Once the pictures are set aside, reproduce all of the records exactly.

'''

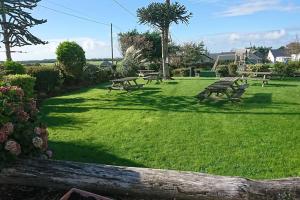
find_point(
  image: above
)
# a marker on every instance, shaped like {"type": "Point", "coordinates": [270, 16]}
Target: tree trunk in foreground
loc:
{"type": "Point", "coordinates": [5, 32]}
{"type": "Point", "coordinates": [164, 46]}
{"type": "Point", "coordinates": [145, 183]}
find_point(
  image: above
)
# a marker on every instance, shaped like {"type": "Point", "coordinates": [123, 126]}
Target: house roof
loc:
{"type": "Point", "coordinates": [106, 64]}
{"type": "Point", "coordinates": [279, 53]}
{"type": "Point", "coordinates": [223, 56]}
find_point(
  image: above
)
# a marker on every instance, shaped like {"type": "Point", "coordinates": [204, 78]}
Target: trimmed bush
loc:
{"type": "Point", "coordinates": [71, 58]}
{"type": "Point", "coordinates": [259, 68]}
{"type": "Point", "coordinates": [20, 132]}
{"type": "Point", "coordinates": [286, 70]}
{"type": "Point", "coordinates": [24, 81]}
{"type": "Point", "coordinates": [48, 79]}
{"type": "Point", "coordinates": [222, 70]}
{"type": "Point", "coordinates": [11, 67]}
{"type": "Point", "coordinates": [181, 72]}
{"type": "Point", "coordinates": [232, 69]}
{"type": "Point", "coordinates": [94, 74]}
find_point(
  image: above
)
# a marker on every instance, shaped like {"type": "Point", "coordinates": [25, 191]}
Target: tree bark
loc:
{"type": "Point", "coordinates": [145, 183]}
{"type": "Point", "coordinates": [5, 33]}
{"type": "Point", "coordinates": [165, 42]}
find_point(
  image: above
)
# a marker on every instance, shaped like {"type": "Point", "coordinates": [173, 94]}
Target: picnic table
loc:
{"type": "Point", "coordinates": [264, 77]}
{"type": "Point", "coordinates": [228, 86]}
{"type": "Point", "coordinates": [144, 72]}
{"type": "Point", "coordinates": [128, 84]}
{"type": "Point", "coordinates": [153, 76]}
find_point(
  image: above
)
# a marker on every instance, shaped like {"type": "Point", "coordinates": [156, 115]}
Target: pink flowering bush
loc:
{"type": "Point", "coordinates": [20, 132]}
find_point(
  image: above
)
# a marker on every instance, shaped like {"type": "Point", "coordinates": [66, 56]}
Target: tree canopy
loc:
{"type": "Point", "coordinates": [149, 43]}
{"type": "Point", "coordinates": [161, 15]}
{"type": "Point", "coordinates": [15, 21]}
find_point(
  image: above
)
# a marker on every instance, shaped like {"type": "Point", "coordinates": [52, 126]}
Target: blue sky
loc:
{"type": "Point", "coordinates": [222, 24]}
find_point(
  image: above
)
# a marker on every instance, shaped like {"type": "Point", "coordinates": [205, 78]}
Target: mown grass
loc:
{"type": "Point", "coordinates": [164, 126]}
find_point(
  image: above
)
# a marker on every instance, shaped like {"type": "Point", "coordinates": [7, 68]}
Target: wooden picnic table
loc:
{"type": "Point", "coordinates": [228, 86]}
{"type": "Point", "coordinates": [264, 77]}
{"type": "Point", "coordinates": [127, 84]}
{"type": "Point", "coordinates": [153, 76]}
{"type": "Point", "coordinates": [144, 72]}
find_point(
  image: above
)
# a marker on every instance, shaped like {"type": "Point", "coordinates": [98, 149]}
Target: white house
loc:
{"type": "Point", "coordinates": [278, 55]}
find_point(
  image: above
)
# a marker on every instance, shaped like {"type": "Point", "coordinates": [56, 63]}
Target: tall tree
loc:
{"type": "Point", "coordinates": [293, 48]}
{"type": "Point", "coordinates": [149, 43]}
{"type": "Point", "coordinates": [15, 20]}
{"type": "Point", "coordinates": [193, 53]}
{"type": "Point", "coordinates": [161, 16]}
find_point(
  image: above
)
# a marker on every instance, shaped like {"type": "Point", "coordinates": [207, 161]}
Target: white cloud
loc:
{"type": "Point", "coordinates": [236, 40]}
{"type": "Point", "coordinates": [254, 6]}
{"type": "Point", "coordinates": [257, 37]}
{"type": "Point", "coordinates": [93, 48]}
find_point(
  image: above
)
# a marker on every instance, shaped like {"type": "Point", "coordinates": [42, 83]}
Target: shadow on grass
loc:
{"type": "Point", "coordinates": [152, 100]}
{"type": "Point", "coordinates": [88, 153]}
{"type": "Point", "coordinates": [275, 85]}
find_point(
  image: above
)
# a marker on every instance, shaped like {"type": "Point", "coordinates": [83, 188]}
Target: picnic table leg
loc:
{"type": "Point", "coordinates": [227, 94]}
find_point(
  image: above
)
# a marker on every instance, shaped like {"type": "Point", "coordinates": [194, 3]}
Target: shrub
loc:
{"type": "Point", "coordinates": [48, 78]}
{"type": "Point", "coordinates": [20, 132]}
{"type": "Point", "coordinates": [11, 67]}
{"type": "Point", "coordinates": [23, 81]}
{"type": "Point", "coordinates": [286, 70]}
{"type": "Point", "coordinates": [181, 72]}
{"type": "Point", "coordinates": [131, 63]}
{"type": "Point", "coordinates": [222, 70]}
{"type": "Point", "coordinates": [232, 69]}
{"type": "Point", "coordinates": [95, 74]}
{"type": "Point", "coordinates": [259, 68]}
{"type": "Point", "coordinates": [72, 59]}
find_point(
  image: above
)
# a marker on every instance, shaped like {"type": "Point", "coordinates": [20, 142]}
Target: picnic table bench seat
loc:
{"type": "Point", "coordinates": [237, 95]}
{"type": "Point", "coordinates": [228, 86]}
{"type": "Point", "coordinates": [128, 84]}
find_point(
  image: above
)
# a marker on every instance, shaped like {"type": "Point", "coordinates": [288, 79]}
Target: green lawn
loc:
{"type": "Point", "coordinates": [164, 126]}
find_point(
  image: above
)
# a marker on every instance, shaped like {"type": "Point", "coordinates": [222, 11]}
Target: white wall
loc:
{"type": "Point", "coordinates": [282, 59]}
{"type": "Point", "coordinates": [295, 57]}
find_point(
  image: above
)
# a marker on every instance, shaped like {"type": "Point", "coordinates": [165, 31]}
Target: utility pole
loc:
{"type": "Point", "coordinates": [112, 45]}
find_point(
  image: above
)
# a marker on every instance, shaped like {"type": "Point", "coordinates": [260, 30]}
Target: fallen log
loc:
{"type": "Point", "coordinates": [144, 183]}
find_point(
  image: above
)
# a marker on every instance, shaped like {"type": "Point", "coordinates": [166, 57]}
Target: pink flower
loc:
{"type": "Point", "coordinates": [37, 142]}
{"type": "Point", "coordinates": [49, 153]}
{"type": "Point", "coordinates": [37, 130]}
{"type": "Point", "coordinates": [4, 89]}
{"type": "Point", "coordinates": [13, 147]}
{"type": "Point", "coordinates": [18, 91]}
{"type": "Point", "coordinates": [8, 128]}
{"type": "Point", "coordinates": [3, 136]}
{"type": "Point", "coordinates": [23, 116]}
{"type": "Point", "coordinates": [44, 136]}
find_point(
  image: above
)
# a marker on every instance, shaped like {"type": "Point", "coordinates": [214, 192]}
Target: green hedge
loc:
{"type": "Point", "coordinates": [48, 78]}
{"type": "Point", "coordinates": [24, 81]}
{"type": "Point", "coordinates": [181, 72]}
{"type": "Point", "coordinates": [227, 70]}
{"type": "Point", "coordinates": [286, 69]}
{"type": "Point", "coordinates": [11, 67]}
{"type": "Point", "coordinates": [259, 68]}
{"type": "Point", "coordinates": [94, 74]}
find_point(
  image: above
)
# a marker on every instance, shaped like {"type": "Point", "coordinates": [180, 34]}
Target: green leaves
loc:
{"type": "Point", "coordinates": [161, 15]}
{"type": "Point", "coordinates": [72, 58]}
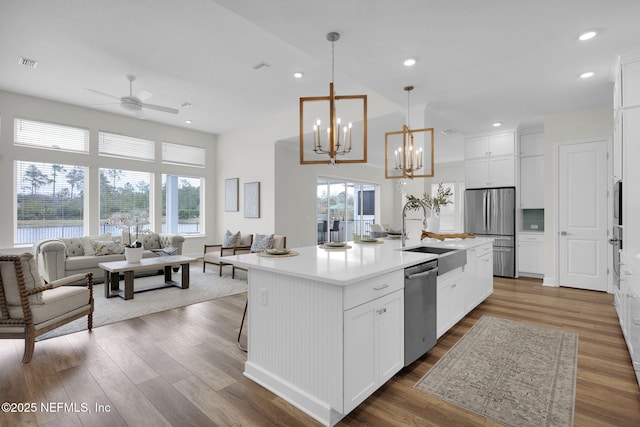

'''

**Task response**
find_point(
  image: above
)
# a marker on every instance, shaped like {"type": "Point", "coordinates": [270, 16]}
Target: tree trunk in foreground
loc:
{"type": "Point", "coordinates": [5, 32]}
{"type": "Point", "coordinates": [164, 46]}
{"type": "Point", "coordinates": [145, 183]}
find_point(
  image: above
)
# a marker on every instance, shaped like {"type": "Point", "coordinates": [123, 126]}
Target: house roof
loc:
{"type": "Point", "coordinates": [106, 64]}
{"type": "Point", "coordinates": [279, 53]}
{"type": "Point", "coordinates": [223, 56]}
find_point(
  image: above
)
# a marker on every instance, shaped like {"type": "Point", "coordinates": [204, 78]}
Target: trimmed bush
loc:
{"type": "Point", "coordinates": [71, 58]}
{"type": "Point", "coordinates": [259, 68]}
{"type": "Point", "coordinates": [20, 132]}
{"type": "Point", "coordinates": [286, 70]}
{"type": "Point", "coordinates": [24, 81]}
{"type": "Point", "coordinates": [48, 79]}
{"type": "Point", "coordinates": [222, 70]}
{"type": "Point", "coordinates": [11, 67]}
{"type": "Point", "coordinates": [181, 72]}
{"type": "Point", "coordinates": [232, 69]}
{"type": "Point", "coordinates": [94, 74]}
find_point(
  image: above
)
# a marker on every instance, shaped like {"type": "Point", "coordinates": [25, 191]}
Target: tree bark
loc:
{"type": "Point", "coordinates": [145, 183]}
{"type": "Point", "coordinates": [5, 33]}
{"type": "Point", "coordinates": [165, 42]}
find_point(
  image: above
)
# a marker on every instance, shaped like {"type": "Point", "coordinates": [173, 94]}
Target: picnic table
loc:
{"type": "Point", "coordinates": [264, 77]}
{"type": "Point", "coordinates": [228, 86]}
{"type": "Point", "coordinates": [144, 72]}
{"type": "Point", "coordinates": [128, 84]}
{"type": "Point", "coordinates": [153, 76]}
find_point(
  image: above
)
# a marker on every instance, shaped like {"type": "Point", "coordinates": [156, 115]}
Target: pink flowering bush
loc:
{"type": "Point", "coordinates": [20, 132]}
find_point(
  image: above
)
# a marker on every instance, shaped like {"type": "Point", "coordinates": [66, 56]}
Target: tree canopy
loc:
{"type": "Point", "coordinates": [149, 43]}
{"type": "Point", "coordinates": [161, 15]}
{"type": "Point", "coordinates": [15, 21]}
find_point(
  image: above
)
# a marker on every instance, shaped like {"type": "Point", "coordinates": [52, 126]}
Target: blue sky
loc:
{"type": "Point", "coordinates": [222, 24]}
find_point(
  image: above
)
# a marker on every instance, shaped like {"type": "Point", "coordinates": [205, 78]}
Target: mown grass
loc:
{"type": "Point", "coordinates": [164, 126]}
find_point(
  image: above
)
# a marker on every instance, shaped like {"type": "Point", "coordinates": [7, 68]}
Target: wooden picnic table
loc:
{"type": "Point", "coordinates": [228, 86]}
{"type": "Point", "coordinates": [264, 77]}
{"type": "Point", "coordinates": [127, 84]}
{"type": "Point", "coordinates": [153, 76]}
{"type": "Point", "coordinates": [144, 72]}
find_point(
  image: above
)
# a marker on every instance, shaped like {"type": "Point", "coordinates": [98, 149]}
Target: white house
loc:
{"type": "Point", "coordinates": [278, 55]}
find_point(
  image: above
)
# a marker on every instance, shaped like {"type": "Point", "coordinates": [56, 63]}
Target: tall tree
loc:
{"type": "Point", "coordinates": [293, 48]}
{"type": "Point", "coordinates": [149, 43]}
{"type": "Point", "coordinates": [15, 20]}
{"type": "Point", "coordinates": [193, 53]}
{"type": "Point", "coordinates": [161, 16]}
find_point(
  image: above
)
# a marker on every instance, shaped like {"type": "Point", "coordinates": [207, 161]}
Target: white cloud
loc:
{"type": "Point", "coordinates": [236, 40]}
{"type": "Point", "coordinates": [254, 6]}
{"type": "Point", "coordinates": [257, 37]}
{"type": "Point", "coordinates": [93, 48]}
find_point(
  image: above
)
# a marker on every instance, shaped like {"type": "Point", "coordinates": [42, 83]}
Target: shadow on grass
loc:
{"type": "Point", "coordinates": [152, 100]}
{"type": "Point", "coordinates": [88, 153]}
{"type": "Point", "coordinates": [275, 85]}
find_point(
  image: above
)
# a marker on every instance, shaped like {"type": "Point", "coordinates": [83, 188]}
Target: picnic table leg
loc:
{"type": "Point", "coordinates": [227, 94]}
find_point(
  image: above
)
# a marker on every instance, shaped like {"type": "Point", "coordinates": [194, 3]}
Target: shrub
loc:
{"type": "Point", "coordinates": [48, 78]}
{"type": "Point", "coordinates": [20, 132]}
{"type": "Point", "coordinates": [11, 67]}
{"type": "Point", "coordinates": [23, 81]}
{"type": "Point", "coordinates": [286, 70]}
{"type": "Point", "coordinates": [181, 72]}
{"type": "Point", "coordinates": [131, 63]}
{"type": "Point", "coordinates": [222, 70]}
{"type": "Point", "coordinates": [232, 69]}
{"type": "Point", "coordinates": [95, 74]}
{"type": "Point", "coordinates": [259, 68]}
{"type": "Point", "coordinates": [72, 59]}
find_point(
  image: above
)
# a marker on every instance, shaped like {"type": "Point", "coordinates": [20, 142]}
Target: picnic table bench seat
loc:
{"type": "Point", "coordinates": [237, 95]}
{"type": "Point", "coordinates": [228, 86]}
{"type": "Point", "coordinates": [128, 84]}
find_point(
  image: above
)
# a marker on every instance, shaped like {"type": "Point", "coordinates": [288, 79]}
Target: green lawn
loc:
{"type": "Point", "coordinates": [164, 126]}
find_point(
  image: above
)
# a marker on every instance, shaped like {"type": "Point", "coordinates": [222, 11]}
Target: white wall
loc:
{"type": "Point", "coordinates": [282, 59]}
{"type": "Point", "coordinates": [295, 57]}
find_point(
  image: above
)
# a marker on every instance, shaped like {"type": "Point", "coordinates": [165, 31]}
Target: utility pole
loc:
{"type": "Point", "coordinates": [112, 45]}
find_point(
  image: above
)
# a marker on every instance, shaped like {"type": "Point", "coordinates": [260, 30]}
Target: fallen log
loc:
{"type": "Point", "coordinates": [144, 183]}
find_point(
  image: above
)
# a marker on every instance, shaped like {"type": "Point", "coordinates": [166, 57]}
Target: pink flower
loc:
{"type": "Point", "coordinates": [37, 142]}
{"type": "Point", "coordinates": [49, 153]}
{"type": "Point", "coordinates": [37, 130]}
{"type": "Point", "coordinates": [4, 89]}
{"type": "Point", "coordinates": [13, 147]}
{"type": "Point", "coordinates": [18, 91]}
{"type": "Point", "coordinates": [8, 128]}
{"type": "Point", "coordinates": [3, 136]}
{"type": "Point", "coordinates": [23, 116]}
{"type": "Point", "coordinates": [44, 136]}
find_point(
  image: above
)
# a marker on every instance, shaped like {"type": "Point", "coordinates": [214, 192]}
Target: green hedge
loc:
{"type": "Point", "coordinates": [48, 78]}
{"type": "Point", "coordinates": [24, 81]}
{"type": "Point", "coordinates": [181, 72]}
{"type": "Point", "coordinates": [227, 70]}
{"type": "Point", "coordinates": [286, 69]}
{"type": "Point", "coordinates": [11, 67]}
{"type": "Point", "coordinates": [259, 68]}
{"type": "Point", "coordinates": [94, 74]}
find_point(
  image: above
)
# a marker on every instance, shaped like {"type": "Point", "coordinates": [180, 34]}
Target: green leaves
loc:
{"type": "Point", "coordinates": [161, 15]}
{"type": "Point", "coordinates": [72, 58]}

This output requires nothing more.